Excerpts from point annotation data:
:::
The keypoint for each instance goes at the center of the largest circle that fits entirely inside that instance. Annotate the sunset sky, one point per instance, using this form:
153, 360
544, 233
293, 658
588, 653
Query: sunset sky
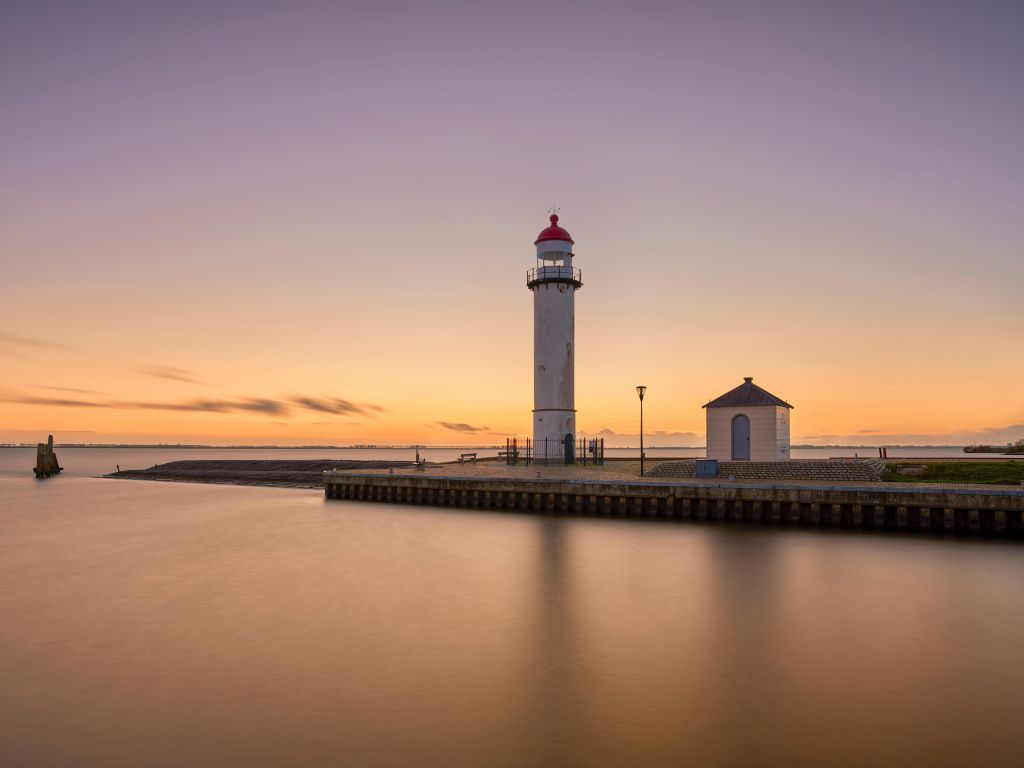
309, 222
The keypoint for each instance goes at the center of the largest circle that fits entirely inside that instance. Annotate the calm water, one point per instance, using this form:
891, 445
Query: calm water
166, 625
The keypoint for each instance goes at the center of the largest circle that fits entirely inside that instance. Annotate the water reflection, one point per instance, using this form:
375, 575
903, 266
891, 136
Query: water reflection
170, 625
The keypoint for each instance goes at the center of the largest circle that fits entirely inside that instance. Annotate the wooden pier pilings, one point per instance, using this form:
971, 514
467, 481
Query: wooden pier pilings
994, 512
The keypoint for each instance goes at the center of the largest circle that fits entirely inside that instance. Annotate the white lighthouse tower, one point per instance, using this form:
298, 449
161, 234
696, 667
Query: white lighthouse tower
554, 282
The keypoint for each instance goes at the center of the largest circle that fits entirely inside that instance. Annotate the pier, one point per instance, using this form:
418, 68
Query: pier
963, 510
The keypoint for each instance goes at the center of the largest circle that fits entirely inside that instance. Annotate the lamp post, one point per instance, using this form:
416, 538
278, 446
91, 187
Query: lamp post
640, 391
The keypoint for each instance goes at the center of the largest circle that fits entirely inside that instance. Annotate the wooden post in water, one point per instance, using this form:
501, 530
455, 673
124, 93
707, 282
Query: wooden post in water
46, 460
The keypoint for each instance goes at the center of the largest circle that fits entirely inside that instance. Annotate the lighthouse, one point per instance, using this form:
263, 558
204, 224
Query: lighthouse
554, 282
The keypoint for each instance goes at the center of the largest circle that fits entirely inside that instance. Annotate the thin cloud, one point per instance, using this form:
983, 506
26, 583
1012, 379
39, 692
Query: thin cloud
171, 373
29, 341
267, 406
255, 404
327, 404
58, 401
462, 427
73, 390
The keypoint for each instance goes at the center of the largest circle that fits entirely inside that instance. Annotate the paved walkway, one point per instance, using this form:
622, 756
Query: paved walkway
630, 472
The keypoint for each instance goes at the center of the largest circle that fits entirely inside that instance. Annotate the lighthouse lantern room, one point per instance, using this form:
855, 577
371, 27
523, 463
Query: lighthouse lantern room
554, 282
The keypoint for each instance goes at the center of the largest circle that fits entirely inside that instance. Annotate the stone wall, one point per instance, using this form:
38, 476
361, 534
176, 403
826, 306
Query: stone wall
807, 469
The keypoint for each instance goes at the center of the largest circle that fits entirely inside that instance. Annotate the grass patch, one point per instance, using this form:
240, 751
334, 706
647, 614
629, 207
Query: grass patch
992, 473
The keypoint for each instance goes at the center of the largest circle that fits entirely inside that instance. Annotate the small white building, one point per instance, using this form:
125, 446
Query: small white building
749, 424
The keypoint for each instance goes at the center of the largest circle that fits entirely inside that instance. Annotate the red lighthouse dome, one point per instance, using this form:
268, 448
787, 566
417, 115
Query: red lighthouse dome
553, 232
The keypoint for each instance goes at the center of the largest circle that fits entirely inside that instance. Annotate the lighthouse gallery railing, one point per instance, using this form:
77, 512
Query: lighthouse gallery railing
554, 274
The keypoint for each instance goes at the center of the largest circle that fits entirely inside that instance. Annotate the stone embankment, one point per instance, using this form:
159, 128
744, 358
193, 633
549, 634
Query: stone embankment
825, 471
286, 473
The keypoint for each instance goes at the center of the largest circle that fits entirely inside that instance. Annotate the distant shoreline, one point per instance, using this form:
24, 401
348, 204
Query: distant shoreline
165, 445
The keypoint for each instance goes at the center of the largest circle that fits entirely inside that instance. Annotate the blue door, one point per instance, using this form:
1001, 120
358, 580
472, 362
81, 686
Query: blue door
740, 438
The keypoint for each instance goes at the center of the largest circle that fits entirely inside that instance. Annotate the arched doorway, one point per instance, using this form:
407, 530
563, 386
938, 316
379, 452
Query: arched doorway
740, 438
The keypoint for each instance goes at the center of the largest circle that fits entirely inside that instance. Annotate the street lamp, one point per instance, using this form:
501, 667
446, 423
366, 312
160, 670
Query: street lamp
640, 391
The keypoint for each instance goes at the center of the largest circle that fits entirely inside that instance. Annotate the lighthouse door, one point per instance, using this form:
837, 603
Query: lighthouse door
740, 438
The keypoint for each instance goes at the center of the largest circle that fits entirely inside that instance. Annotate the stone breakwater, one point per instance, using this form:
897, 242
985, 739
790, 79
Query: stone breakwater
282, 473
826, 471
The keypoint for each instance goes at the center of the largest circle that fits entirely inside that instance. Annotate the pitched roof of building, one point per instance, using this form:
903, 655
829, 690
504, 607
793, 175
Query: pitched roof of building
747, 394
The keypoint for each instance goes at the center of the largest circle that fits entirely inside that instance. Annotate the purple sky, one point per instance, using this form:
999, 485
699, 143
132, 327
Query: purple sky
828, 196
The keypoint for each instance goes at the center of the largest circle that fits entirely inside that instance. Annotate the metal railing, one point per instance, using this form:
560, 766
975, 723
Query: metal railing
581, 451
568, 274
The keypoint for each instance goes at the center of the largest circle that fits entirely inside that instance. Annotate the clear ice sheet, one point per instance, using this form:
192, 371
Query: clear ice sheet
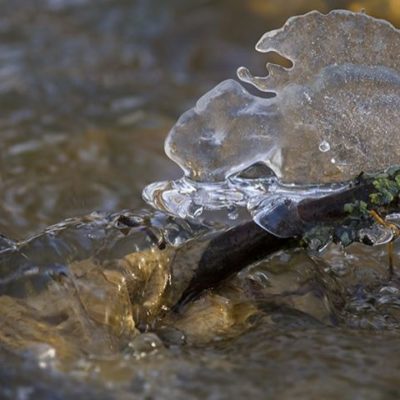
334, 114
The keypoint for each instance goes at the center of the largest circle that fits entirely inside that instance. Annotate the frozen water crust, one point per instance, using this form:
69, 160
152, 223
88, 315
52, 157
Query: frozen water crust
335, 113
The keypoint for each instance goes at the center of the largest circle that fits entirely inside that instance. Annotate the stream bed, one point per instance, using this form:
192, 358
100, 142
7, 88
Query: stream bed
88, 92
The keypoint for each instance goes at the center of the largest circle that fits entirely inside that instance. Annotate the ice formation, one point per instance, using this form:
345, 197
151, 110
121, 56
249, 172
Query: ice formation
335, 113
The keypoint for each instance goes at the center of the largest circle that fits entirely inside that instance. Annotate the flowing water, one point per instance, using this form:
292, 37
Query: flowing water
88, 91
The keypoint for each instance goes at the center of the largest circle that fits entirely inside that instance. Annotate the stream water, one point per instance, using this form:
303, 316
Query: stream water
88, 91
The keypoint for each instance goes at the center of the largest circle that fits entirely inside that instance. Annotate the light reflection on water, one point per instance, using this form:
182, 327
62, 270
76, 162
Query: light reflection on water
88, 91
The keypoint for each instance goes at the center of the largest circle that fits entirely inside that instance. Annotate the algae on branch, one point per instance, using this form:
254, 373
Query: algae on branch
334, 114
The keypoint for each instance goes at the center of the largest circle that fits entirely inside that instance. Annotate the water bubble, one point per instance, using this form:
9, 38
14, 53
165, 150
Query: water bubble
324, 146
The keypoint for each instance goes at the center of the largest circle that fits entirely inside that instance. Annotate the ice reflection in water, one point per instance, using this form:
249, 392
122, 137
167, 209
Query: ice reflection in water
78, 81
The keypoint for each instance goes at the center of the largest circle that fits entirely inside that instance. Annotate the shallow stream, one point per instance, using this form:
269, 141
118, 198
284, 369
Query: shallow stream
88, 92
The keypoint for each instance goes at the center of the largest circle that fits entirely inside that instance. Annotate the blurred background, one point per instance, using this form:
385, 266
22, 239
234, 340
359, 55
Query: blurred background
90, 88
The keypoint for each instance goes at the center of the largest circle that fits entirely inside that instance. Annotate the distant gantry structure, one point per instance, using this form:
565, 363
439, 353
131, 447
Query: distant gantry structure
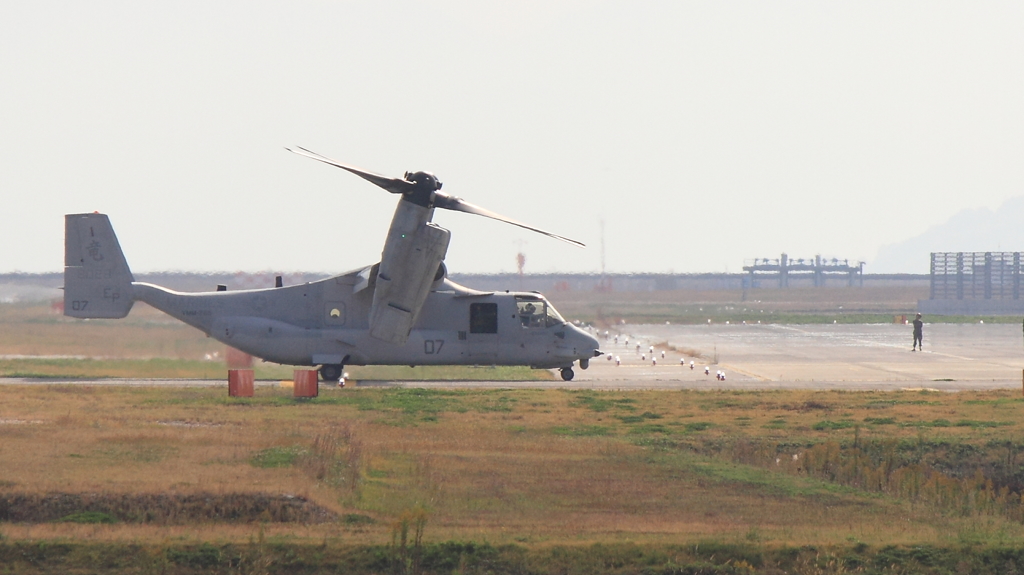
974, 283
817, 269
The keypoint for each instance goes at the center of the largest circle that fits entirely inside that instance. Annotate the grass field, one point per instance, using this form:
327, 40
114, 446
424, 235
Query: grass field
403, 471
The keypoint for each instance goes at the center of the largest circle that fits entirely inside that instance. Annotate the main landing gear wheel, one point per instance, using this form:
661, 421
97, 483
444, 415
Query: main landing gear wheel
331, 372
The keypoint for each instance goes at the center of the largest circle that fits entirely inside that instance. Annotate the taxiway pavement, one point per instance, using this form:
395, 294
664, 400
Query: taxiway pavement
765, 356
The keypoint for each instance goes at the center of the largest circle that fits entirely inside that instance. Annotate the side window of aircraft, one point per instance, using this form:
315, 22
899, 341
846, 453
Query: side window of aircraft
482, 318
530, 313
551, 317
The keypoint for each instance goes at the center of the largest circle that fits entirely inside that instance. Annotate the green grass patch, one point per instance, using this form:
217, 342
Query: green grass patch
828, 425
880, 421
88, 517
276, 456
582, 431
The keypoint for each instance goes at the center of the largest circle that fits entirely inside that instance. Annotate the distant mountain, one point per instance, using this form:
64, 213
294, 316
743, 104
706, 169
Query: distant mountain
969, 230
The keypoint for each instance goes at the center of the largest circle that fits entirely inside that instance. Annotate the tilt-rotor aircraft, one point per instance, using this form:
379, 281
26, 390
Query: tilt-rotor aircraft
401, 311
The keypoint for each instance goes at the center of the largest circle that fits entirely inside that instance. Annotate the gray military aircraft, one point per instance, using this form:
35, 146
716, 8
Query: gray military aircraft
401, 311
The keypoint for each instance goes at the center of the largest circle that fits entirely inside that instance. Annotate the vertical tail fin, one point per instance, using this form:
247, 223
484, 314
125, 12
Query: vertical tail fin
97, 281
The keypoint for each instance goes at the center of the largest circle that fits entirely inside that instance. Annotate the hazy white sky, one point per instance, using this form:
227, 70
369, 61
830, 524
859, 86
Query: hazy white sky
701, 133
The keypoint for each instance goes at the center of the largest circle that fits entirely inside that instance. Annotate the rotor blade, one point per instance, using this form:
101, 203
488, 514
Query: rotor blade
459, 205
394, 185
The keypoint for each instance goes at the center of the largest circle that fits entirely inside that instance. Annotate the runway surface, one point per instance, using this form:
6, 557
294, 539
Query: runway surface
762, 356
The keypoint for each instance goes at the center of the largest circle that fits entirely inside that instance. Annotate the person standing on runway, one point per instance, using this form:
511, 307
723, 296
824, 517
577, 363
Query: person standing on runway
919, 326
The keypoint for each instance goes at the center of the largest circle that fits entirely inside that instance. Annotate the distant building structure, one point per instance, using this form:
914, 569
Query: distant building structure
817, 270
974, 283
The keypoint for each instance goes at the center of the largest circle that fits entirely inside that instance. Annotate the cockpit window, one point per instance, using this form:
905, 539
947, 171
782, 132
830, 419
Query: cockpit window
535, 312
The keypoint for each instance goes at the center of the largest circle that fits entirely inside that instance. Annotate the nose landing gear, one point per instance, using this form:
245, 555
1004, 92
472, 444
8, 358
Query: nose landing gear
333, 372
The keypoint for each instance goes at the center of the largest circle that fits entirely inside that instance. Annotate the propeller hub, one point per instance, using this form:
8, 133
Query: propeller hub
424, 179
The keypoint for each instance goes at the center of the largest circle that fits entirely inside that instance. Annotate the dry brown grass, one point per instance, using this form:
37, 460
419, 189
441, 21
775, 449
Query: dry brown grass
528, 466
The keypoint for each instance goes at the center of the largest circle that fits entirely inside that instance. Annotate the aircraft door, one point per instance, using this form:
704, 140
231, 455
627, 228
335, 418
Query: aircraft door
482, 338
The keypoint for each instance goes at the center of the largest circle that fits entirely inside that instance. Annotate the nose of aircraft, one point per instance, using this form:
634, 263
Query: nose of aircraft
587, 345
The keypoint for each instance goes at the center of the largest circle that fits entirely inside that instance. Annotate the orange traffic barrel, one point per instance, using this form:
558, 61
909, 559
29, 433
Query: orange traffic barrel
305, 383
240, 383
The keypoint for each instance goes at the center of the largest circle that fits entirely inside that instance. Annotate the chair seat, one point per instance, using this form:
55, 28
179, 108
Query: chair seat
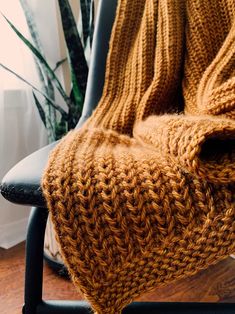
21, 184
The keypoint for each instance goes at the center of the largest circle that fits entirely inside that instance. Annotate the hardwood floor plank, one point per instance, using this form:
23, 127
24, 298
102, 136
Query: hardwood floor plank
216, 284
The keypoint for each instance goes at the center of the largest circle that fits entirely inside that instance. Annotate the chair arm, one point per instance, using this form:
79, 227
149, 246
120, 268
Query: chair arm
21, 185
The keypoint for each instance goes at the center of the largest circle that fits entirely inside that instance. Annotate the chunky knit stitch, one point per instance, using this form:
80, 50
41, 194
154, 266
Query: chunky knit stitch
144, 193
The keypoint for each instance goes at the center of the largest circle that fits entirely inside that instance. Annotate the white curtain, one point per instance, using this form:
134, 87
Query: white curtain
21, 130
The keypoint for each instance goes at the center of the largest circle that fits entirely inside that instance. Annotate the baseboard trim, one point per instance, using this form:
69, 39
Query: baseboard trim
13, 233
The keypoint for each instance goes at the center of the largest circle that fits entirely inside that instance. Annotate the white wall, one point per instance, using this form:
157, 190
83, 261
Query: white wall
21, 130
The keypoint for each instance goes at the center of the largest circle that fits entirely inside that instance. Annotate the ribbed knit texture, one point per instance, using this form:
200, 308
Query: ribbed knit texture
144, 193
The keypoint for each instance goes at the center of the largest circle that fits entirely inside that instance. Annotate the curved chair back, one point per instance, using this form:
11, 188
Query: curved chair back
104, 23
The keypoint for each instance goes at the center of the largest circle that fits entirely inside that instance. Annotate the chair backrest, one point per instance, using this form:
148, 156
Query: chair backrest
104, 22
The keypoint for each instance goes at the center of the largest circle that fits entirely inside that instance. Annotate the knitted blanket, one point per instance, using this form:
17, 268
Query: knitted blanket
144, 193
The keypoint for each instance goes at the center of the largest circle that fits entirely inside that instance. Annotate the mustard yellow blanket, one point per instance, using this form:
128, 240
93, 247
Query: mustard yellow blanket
:::
### Description of the task
Rewrite the entries from the line containing "chair backrest, one" through the last line of the entries as a JSON list of strings, one string per line, leaving out blank lines. Include both the starting line and the final line.

### Output for this task
[
  "The keypoint for each instance goes at the center of the largest circle that fits entirely inside that instance. Annotate the chair backrest, one point per instance, using this form:",
  "148, 156",
  "Query: chair backrest",
  "104, 22",
  "The keypoint for each instance goes at the center of the largest circle that fits entirely inside that instance. Annotate the knitted blanket, one point per instance, using this form:",
  "17, 268",
  "Query: knitted blanket",
  "144, 193",
  "The keypoint for each instance goes at the center of the largest circle that fits entirely inside that instance. Annotate the mustard yellow blanket, one point per instance, using this form:",
  "128, 240",
  "93, 247",
  "Query: mustard yellow blanket"
]